## Brief 1
Reproduce a section of the purchase price provisions word for word, beginning at the words "(b) The Buyer" and stopping after the words "2.1.3 Earnout.".

━━ Text passage ━━

2.1.1 Purchase Price. Subject to the terms and upon the conditions of this Agreement,
at the Closing, Sellers shall sell, and Buyer shall purchase, the Shares, free and clear of all
Liens. The aggregate purchase price for the Shares shall equal the sum of $3,000,000.00, plus the
payments, if any, described in Section 2.1.3 (Earn-out) to occur after the Closing
(collectively, the “Purchase Price”).
2.1.2 Payment of Purchase Price. The Buyer shall pay the Purchase Price as follows:
(a) The Buyer shall set aside $375,000 (the “Escrow Amount”) to be kept as security for any
liability of the Sellers pursuant to the indemnity obligations set forth in Section 7.2.1
or Section 5.3.4 of this Agreement. The Escrow Amount shall be held by the Buyer pursuant
to Section 2.4 herein. Upon release of the Escrow Amount to the Sellers in accordance with
Section 2.4, the Buyer hereby agrees to pay to the Sellers a fixed rate of interest 4% per
annum, compounded monthly, on the funds released.
(b) The Buyer shall pay $3,000,000 on the Closing Date, minus the total dollar amount
of the payment described in Section 2.1.2(a) above, to the Sellers on a pro rata basis
based upon each Seller’s ownership of the Shares immediately prior to the Closing Date, by wire
transfer of immediately available funds as directed by the Sellers at or prior to the Closing.
2.1.3 Earnout.

━━━

## Brief 2
From the listing, give only the lines from the one containing "Pick out one point on every instance of the wet" through the one containing "[(527, 276)]", with "wet sand" changed to "damp sand" and nothing else altered.

━━ Dataset extract ━━

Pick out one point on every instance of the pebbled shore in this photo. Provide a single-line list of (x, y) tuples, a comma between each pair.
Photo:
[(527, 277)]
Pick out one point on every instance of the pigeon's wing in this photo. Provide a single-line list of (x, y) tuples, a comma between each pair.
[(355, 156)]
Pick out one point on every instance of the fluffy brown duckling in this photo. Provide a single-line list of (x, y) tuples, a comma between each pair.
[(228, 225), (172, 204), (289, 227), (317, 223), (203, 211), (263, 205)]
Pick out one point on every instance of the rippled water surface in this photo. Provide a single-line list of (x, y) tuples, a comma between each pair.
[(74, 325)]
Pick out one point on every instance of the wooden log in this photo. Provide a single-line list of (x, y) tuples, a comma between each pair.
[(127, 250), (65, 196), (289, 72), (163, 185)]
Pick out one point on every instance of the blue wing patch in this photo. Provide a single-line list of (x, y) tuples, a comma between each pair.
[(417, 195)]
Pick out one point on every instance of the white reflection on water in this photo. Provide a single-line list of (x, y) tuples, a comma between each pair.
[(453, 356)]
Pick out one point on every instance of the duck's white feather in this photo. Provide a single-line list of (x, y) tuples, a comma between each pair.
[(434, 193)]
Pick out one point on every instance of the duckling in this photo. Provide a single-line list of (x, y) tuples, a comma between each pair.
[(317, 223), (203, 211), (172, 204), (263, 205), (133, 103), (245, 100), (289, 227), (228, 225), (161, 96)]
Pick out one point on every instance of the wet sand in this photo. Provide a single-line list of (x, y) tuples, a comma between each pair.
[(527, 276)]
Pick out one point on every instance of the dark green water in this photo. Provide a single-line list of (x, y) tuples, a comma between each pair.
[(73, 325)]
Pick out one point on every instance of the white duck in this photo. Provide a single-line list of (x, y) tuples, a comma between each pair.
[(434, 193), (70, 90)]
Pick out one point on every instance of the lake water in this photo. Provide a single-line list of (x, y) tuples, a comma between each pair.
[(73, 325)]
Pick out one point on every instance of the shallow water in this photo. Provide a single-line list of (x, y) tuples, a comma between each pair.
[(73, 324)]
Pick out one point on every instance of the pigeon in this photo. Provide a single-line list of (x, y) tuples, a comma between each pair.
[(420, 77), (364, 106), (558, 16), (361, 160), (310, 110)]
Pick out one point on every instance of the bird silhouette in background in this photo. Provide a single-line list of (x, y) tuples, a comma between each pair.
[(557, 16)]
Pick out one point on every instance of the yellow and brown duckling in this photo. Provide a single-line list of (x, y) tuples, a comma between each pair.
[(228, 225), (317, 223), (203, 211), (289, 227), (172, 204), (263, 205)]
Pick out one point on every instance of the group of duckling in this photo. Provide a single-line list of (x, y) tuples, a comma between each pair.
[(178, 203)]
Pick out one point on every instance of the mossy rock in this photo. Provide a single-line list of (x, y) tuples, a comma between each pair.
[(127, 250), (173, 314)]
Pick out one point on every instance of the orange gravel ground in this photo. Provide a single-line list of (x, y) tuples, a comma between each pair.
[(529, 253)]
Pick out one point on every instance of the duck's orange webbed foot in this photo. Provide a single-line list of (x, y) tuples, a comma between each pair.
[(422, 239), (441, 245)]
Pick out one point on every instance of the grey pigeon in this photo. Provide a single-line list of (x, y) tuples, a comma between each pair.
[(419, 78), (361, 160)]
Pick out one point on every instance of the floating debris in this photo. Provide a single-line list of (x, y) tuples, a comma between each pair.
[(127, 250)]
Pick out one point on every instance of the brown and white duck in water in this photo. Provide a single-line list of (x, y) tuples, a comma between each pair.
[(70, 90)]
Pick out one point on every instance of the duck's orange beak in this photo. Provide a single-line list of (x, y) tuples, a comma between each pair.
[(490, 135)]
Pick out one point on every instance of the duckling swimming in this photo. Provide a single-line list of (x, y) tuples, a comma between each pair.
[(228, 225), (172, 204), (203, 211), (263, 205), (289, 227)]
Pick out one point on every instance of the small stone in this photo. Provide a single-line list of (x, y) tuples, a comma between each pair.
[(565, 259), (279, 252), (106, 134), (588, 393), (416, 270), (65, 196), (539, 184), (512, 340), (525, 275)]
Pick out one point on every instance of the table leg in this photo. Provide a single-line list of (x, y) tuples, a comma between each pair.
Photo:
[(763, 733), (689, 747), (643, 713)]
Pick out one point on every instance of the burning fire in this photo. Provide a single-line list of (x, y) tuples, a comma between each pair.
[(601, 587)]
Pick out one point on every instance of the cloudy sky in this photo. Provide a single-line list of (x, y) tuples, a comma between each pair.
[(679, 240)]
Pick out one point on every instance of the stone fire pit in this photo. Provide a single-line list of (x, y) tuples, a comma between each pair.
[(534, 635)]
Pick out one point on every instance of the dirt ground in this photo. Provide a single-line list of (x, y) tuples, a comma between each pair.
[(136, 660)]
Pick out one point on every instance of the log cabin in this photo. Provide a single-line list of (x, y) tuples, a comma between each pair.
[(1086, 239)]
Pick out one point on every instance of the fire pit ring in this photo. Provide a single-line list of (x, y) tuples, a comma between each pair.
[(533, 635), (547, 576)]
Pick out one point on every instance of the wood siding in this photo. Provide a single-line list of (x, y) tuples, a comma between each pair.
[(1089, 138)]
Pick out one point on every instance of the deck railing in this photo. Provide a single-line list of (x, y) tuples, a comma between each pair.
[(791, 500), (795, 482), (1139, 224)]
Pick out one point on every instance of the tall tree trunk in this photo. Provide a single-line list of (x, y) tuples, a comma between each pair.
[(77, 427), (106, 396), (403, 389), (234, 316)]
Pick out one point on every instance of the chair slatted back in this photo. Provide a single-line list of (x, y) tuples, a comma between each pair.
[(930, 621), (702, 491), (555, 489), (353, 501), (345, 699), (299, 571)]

━━━

## Worked solution 1
(b) The Buyer shall pay $3,000,000 on the Closing Date, minus the total dollar amount
of the payment described in Section 2.1.2(a) above, to the Sellers on a pro rata basis
based upon each Seller’s ownership of the Shares immediately prior to the Closing Date, by wire
transfer of immediately available funds as directed by the Sellers at or prior to the Closing.
2.1.3 Earnout.

## Worked solution 2
Pick out one point on every instance of the damp sand in this photo. Provide a single-line list of (x, y) tuples, a comma between each pair.
[(527, 276)]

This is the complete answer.